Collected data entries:

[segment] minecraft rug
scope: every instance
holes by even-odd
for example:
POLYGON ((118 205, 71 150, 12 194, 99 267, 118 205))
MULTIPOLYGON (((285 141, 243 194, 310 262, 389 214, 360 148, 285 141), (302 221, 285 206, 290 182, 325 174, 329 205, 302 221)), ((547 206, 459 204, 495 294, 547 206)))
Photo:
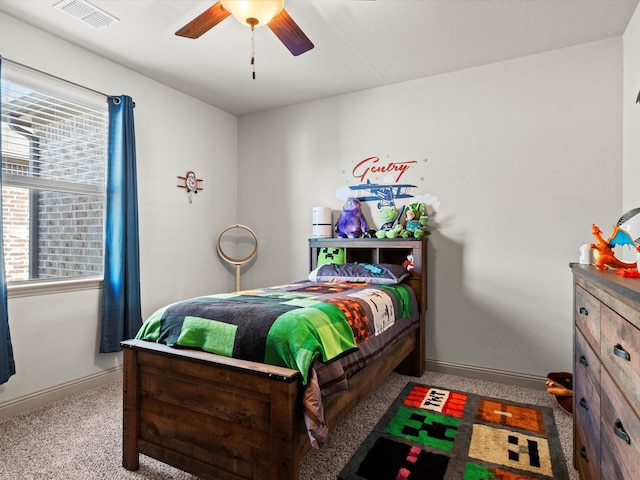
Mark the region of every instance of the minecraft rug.
POLYGON ((339 480, 568 480, 553 411, 408 383, 339 480))

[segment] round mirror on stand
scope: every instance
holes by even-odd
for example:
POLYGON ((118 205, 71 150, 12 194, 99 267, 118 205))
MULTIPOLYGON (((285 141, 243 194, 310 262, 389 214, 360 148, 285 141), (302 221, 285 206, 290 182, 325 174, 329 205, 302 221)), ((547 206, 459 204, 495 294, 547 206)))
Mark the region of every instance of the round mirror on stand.
MULTIPOLYGON (((240 290, 240 267, 245 263, 251 261, 258 253, 258 237, 256 237, 256 234, 253 232, 253 230, 251 230, 249 227, 245 225, 240 225, 238 223, 236 223, 235 225, 229 225, 227 228, 222 230, 222 232, 220 232, 220 235, 218 235, 217 249, 218 249, 218 254, 222 257, 222 259, 225 262, 235 266, 236 292, 237 292, 240 290), (228 253, 225 253, 224 248, 222 247, 222 243, 223 243, 222 237, 228 232, 231 232, 232 230, 236 230, 236 233, 243 233, 243 231, 249 233, 249 242, 252 244, 252 250, 248 255, 241 258, 234 258, 228 253), (237 232, 237 230, 240 230, 240 232, 237 232)), ((240 256, 240 255, 241 254, 236 254, 235 256, 240 256)))

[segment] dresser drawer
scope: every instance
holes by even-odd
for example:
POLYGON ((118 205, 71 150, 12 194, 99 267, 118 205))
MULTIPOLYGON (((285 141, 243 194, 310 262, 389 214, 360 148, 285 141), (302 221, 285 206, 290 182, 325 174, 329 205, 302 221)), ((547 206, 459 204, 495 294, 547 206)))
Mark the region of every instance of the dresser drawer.
POLYGON ((583 480, 600 478, 600 360, 580 330, 575 332, 574 463, 583 480))
POLYGON ((609 443, 605 448, 610 452, 605 453, 612 457, 606 463, 621 466, 619 470, 625 479, 640 479, 640 421, 604 368, 600 371, 600 381, 603 392, 600 438, 603 444, 609 443))
POLYGON ((640 415, 640 330, 604 305, 601 316, 600 360, 640 415))
POLYGON ((600 441, 600 360, 576 331, 573 398, 575 421, 594 445, 600 441))
MULTIPOLYGON (((573 463, 580 474, 581 480, 598 480, 600 478, 600 445, 594 444, 582 428, 582 424, 575 423, 573 438, 573 463)), ((610 480, 602 477, 603 480, 610 480)))
POLYGON ((600 441, 600 478, 602 480, 634 480, 624 465, 618 463, 611 439, 606 434, 600 441))
POLYGON ((600 351, 600 300, 580 285, 575 286, 575 322, 591 348, 600 351))

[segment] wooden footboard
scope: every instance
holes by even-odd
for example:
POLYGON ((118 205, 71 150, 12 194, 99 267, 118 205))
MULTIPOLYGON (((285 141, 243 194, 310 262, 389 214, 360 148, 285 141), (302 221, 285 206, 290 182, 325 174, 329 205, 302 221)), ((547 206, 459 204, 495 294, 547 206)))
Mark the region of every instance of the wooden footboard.
MULTIPOLYGON (((311 450, 295 370, 130 340, 124 346, 123 466, 139 454, 216 480, 297 480, 311 450)), ((416 346, 388 355, 325 400, 333 429, 416 346)))
POLYGON ((137 340, 123 346, 125 468, 136 470, 143 453, 203 478, 298 478, 298 372, 137 340))

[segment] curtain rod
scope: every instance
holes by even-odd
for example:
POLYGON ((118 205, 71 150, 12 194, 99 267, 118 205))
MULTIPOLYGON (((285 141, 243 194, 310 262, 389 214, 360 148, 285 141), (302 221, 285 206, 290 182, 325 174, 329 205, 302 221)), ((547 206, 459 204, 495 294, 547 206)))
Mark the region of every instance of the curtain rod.
POLYGON ((60 81, 62 81, 62 82, 70 83, 71 85, 74 85, 74 86, 76 86, 76 87, 84 88, 85 90, 88 90, 88 91, 90 91, 90 92, 97 93, 98 95, 102 95, 102 96, 103 96, 103 97, 105 97, 105 98, 109 98, 109 97, 114 97, 114 96, 115 96, 115 95, 107 95, 106 93, 99 92, 98 90, 94 90, 93 88, 85 87, 84 85, 80 85, 80 84, 75 83, 75 82, 70 82, 69 80, 66 80, 66 79, 64 79, 64 78, 57 77, 57 76, 52 75, 52 74, 47 73, 47 72, 43 72, 42 70, 38 70, 37 68, 30 67, 29 65, 24 65, 24 64, 22 64, 22 63, 20 63, 20 62, 16 62, 16 61, 14 61, 14 60, 10 60, 10 59, 8 59, 7 57, 0 56, 0 59, 2 59, 2 60, 3 60, 3 61, 5 61, 5 62, 11 63, 11 64, 13 64, 13 65, 17 65, 17 66, 19 66, 19 67, 23 67, 23 68, 26 68, 26 69, 28 69, 28 70, 31 70, 32 72, 41 73, 42 75, 46 75, 46 76, 48 76, 48 77, 55 78, 56 80, 60 80, 60 81))

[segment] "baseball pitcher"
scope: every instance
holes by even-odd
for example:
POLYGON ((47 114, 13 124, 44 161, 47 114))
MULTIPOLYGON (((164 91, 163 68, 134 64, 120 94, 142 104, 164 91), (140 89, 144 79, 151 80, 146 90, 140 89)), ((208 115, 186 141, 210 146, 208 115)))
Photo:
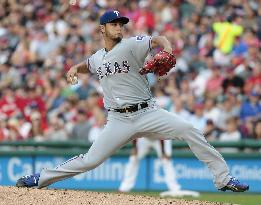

_Directions_.
Every line above should be output exactly, except for the pictures.

_Answer box_.
[segment] minecraft rug
scope: every instance
holes by even-odd
for example:
POLYGON ((118 205, 71 150, 12 194, 99 267, 118 205))
MULTIPOLYGON (((285 141, 243 194, 310 262, 389 214, 360 148, 285 141), (302 221, 285 206, 290 182, 325 174, 329 205, 302 221)), ((547 206, 459 204, 495 294, 547 206)))
Photo:
Mark the region of every instance of the minecraft rug.
POLYGON ((339 480, 568 480, 553 411, 408 383, 339 480))

[segment] round mirror on stand
scope: every instance
holes by even-odd
for example:
POLYGON ((118 205, 71 150, 12 194, 99 267, 118 205))
MULTIPOLYGON (((285 141, 243 194, 310 262, 389 214, 360 148, 285 141), (302 221, 285 206, 290 182, 325 174, 329 205, 302 221)), ((547 206, 459 204, 495 294, 547 206)))
Mark the region of every instance of the round mirror on stand.
MULTIPOLYGON (((240 290, 240 267, 245 263, 251 261, 258 253, 258 237, 256 237, 256 234, 253 232, 253 230, 251 230, 249 227, 245 225, 240 225, 238 223, 236 223, 235 225, 229 225, 227 228, 222 230, 222 232, 220 232, 220 235, 218 235, 217 249, 218 249, 218 254, 222 257, 222 259, 225 262, 235 266, 236 292, 237 292, 240 290), (228 253, 225 253, 224 248, 222 247, 222 243, 223 243, 222 237, 228 232, 231 232, 232 230, 236 230, 236 233, 243 233, 243 231, 249 233, 249 242, 252 244, 252 250, 248 255, 241 258, 234 258, 228 253), (237 232, 237 230, 240 230, 240 232, 237 232)), ((240 256, 240 255, 241 254, 236 254, 235 256, 240 256)))

[segment] dresser drawer
scope: every instance
holes by even-odd
for example:
POLYGON ((118 205, 71 150, 12 194, 99 267, 118 205))
MULTIPOLYGON (((285 141, 243 194, 310 262, 389 214, 360 148, 285 141), (302 221, 285 206, 290 182, 325 174, 329 205, 302 221)), ((547 206, 459 204, 495 294, 547 206)))
Mark the region of every instance of the dresser drawer.
POLYGON ((583 480, 600 478, 600 360, 580 330, 575 332, 574 463, 583 480))
POLYGON ((609 443, 605 448, 610 452, 605 453, 612 457, 606 463, 621 466, 619 470, 625 479, 640 479, 640 421, 604 368, 600 371, 600 381, 603 392, 600 438, 603 444, 609 443))
POLYGON ((640 415, 640 330, 604 305, 601 316, 600 360, 640 415))
POLYGON ((600 441, 600 360, 576 331, 573 398, 575 421, 594 445, 600 441))
MULTIPOLYGON (((573 463, 580 474, 581 480, 598 480, 600 478, 600 445, 594 444, 582 428, 582 424, 575 423, 573 438, 573 463)), ((610 480, 602 477, 603 480, 610 480)))
POLYGON ((600 441, 600 478, 602 480, 634 480, 624 465, 618 463, 611 439, 606 434, 600 441))
POLYGON ((600 351, 600 300, 580 285, 575 286, 575 322, 591 348, 600 351))

[segment] wooden footboard
scope: every instance
holes by even-odd
for example:
POLYGON ((118 205, 71 150, 12 194, 99 267, 118 205))
MULTIPOLYGON (((285 141, 243 194, 310 262, 389 214, 360 148, 285 141), (302 221, 285 206, 290 182, 325 174, 329 205, 302 221)), ((547 206, 459 204, 495 294, 547 206)))
Mark the region of every instance of the wooden footboard.
MULTIPOLYGON (((311 450, 295 370, 130 340, 124 346, 123 466, 139 454, 216 480, 297 480, 311 450)), ((416 346, 388 355, 325 400, 333 429, 416 346)))
POLYGON ((137 340, 123 346, 125 468, 136 470, 143 453, 203 478, 298 478, 298 372, 137 340))

[segment] curtain rod
scope: every instance
holes by even-odd
for example:
POLYGON ((118 205, 71 150, 12 194, 99 267, 118 205))
MULTIPOLYGON (((285 141, 243 194, 310 262, 389 214, 360 148, 285 141), (302 221, 285 206, 290 182, 325 174, 329 205, 302 221)), ((547 206, 459 204, 495 294, 547 206)))
Mark the region of every instance of the curtain rod.
POLYGON ((60 81, 62 81, 62 82, 70 83, 71 85, 74 85, 74 86, 76 86, 76 87, 84 88, 85 90, 88 90, 88 91, 90 91, 90 92, 97 93, 98 95, 102 95, 102 96, 103 96, 103 97, 105 97, 105 98, 109 98, 109 97, 114 97, 114 96, 115 96, 115 95, 107 95, 106 93, 99 92, 98 90, 94 90, 93 88, 85 87, 84 85, 80 85, 80 84, 75 83, 75 82, 70 82, 69 80, 66 80, 66 79, 64 79, 64 78, 57 77, 57 76, 52 75, 52 74, 47 73, 47 72, 43 72, 42 70, 38 70, 37 68, 30 67, 29 65, 24 65, 24 64, 22 64, 22 63, 20 63, 20 62, 16 62, 16 61, 14 61, 14 60, 10 60, 10 59, 8 59, 7 57, 0 56, 0 59, 2 59, 2 60, 3 60, 3 61, 5 61, 5 62, 11 63, 11 64, 13 64, 13 65, 17 65, 17 66, 19 66, 19 67, 23 67, 23 68, 26 68, 26 69, 28 69, 28 70, 31 70, 32 72, 41 73, 42 75, 46 75, 46 76, 48 76, 48 77, 55 78, 56 80, 60 80, 60 81))

[segment] "baseball pitcher"
scope: every instance
holes by even-odd
for example:
POLYGON ((47 114, 13 124, 44 161, 47 114))
MULTIPOLYGON (((164 91, 163 68, 134 64, 120 94, 142 104, 164 91), (140 89, 144 79, 151 80, 146 90, 140 89)), ((208 115, 186 141, 210 146, 208 115)))
Photo:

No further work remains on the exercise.